▶ Aufgabe A:
Bearbeiten Sie den Lesetext über Essen und Laufen von „Im Grunde stelle“ bis einschließlich „bisschen mehr ...“, indem Sie „Jahreszeiten“ durch „Monate“ ersetzen, und geben Sie diesen Abschnitt wieder.

=-=-=-=-=

Im Grunde stelle ich fest, dass ich - zumindest, wenn ich zu Hause bin - sowieso immer das gleiche esse irgendwie. Die Jahreszeiten lassen Obst und Gemüse ein bisschen wechseln und es gibt so "Phasenliebhabereien" aber im Grunde gleicht sich das doch immer wieder sehr. Und sah auch vorher so aus. Nur vermutlich von vielen Kleinigkeiten ein bisschen mehr ...
Was stelle ich "läuferisch" fest:
- abends laufen bringt mehr bzw. sind die Bilanzen an diesen Tagen niedriger und der Hunger bleibt kleiner
- schwimmen - sogar nur wenig schwimmen - macht hungrig (wusste ich aber vorher schon - kennt vermutlich jeder und nicht wundern über so Einträge wie "13 Minuten schwimmen" - das liegt daran, dass der Schieberegler beim App so blöd zu bedienen ist und wenn ich die geplanten 15 Minuten beim dritten Versuch nicht getroffen habe, dann bleibt's eben bei 13 - so pedantisch muss ja auch nicht sein. Dass ich so kurze Schwimmeinheiten drin habe, liegt am "vor der Arbeit schwimmen", wo ich zwar ca. 3/4 h im Wasser bin, diese Zeit aber drittele: bisschen planschen, bisschen rumgymnastiken, bisschen Beine an Massagedüsen durchwalken lassen und eben auch bisschen richtig schwimmtrainieren. Aber nicht so wirklich viel - ob 15 oder 25 Minuten ... so akribisch sehe ich das nicht)

=-=-=-=-=

▶ Aufgabe B:
Geben Sie die Datensätze vom Anfang bis einschließlich der Zeile mit „point(642, 548)“ unverändert aus.

=-=-=-=-=

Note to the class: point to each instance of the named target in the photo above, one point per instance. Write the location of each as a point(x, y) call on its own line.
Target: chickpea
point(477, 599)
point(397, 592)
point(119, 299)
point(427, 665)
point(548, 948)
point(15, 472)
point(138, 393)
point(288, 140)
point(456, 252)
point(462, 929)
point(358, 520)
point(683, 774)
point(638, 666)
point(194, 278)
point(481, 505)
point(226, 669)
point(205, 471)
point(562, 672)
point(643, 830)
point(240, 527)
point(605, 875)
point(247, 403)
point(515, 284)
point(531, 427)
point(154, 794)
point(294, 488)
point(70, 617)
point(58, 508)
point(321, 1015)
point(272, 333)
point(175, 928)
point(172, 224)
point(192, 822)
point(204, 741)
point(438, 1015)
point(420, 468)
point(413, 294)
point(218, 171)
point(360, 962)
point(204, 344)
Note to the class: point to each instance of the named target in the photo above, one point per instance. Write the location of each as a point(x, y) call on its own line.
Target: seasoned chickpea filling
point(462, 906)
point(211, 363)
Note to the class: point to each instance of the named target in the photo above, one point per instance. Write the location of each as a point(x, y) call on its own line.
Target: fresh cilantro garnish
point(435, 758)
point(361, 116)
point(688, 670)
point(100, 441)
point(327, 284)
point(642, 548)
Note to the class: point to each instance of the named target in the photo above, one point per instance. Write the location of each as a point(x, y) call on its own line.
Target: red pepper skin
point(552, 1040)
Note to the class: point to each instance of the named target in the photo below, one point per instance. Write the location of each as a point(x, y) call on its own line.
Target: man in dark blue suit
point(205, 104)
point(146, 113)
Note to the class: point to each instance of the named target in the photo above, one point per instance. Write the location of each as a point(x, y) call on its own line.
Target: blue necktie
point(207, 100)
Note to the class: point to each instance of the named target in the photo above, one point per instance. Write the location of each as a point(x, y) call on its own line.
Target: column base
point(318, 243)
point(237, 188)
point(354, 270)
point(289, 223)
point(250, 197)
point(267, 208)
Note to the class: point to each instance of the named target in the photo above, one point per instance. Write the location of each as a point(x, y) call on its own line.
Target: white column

=-=-=-=-=

▶ Vollständige Ausgabe A:
Im Grunde stelle ich fest, dass ich - zumindest, wenn ich zu Hause bin - sowieso immer das gleiche esse irgendwie. Die Monate lassen Obst und Gemüse ein bisschen wechseln und es gibt so "Phasenliebhabereien" aber im Grunde gleicht sich das doch immer wieder sehr. Und sah auch vorher so aus. Nur vermutlich von vielen Kleinigkeiten ein bisschen mehr ...

▶ Vollständige Ausgabe B:
Note to the class: point to each instance of the named target in the photo above, one point per instance. Write the location of each as a point(x, y) call on its own line.
Target: chickpea
point(477, 599)
point(397, 592)
point(119, 299)
point(427, 665)
point(548, 948)
point(15, 472)
point(138, 393)
point(288, 140)
point(456, 252)
point(462, 929)
point(358, 520)
point(683, 774)
point(638, 666)
point(194, 278)
point(481, 505)
point(226, 669)
point(205, 471)
point(562, 672)
point(643, 830)
point(240, 527)
point(605, 875)
point(247, 403)
point(515, 284)
point(531, 427)
point(154, 794)
point(294, 488)
point(70, 617)
point(58, 508)
point(321, 1015)
point(272, 333)
point(175, 928)
point(172, 224)
point(192, 822)
point(204, 741)
point(438, 1015)
point(420, 468)
point(413, 294)
point(218, 171)
point(360, 962)
point(204, 344)
Note to the class: point to each instance of the named target in the photo above, one point per instance. Write the location of each as a point(x, y) call on its own line.
Target: seasoned chickpea filling
point(462, 906)
point(211, 363)
Note to the class: point to each instance of the named target in the photo above, one point per instance. Write the location of each as a point(x, y) call on its own line.
Target: fresh cilantro garnish
point(435, 758)
point(361, 116)
point(688, 670)
point(100, 441)
point(327, 284)
point(642, 548)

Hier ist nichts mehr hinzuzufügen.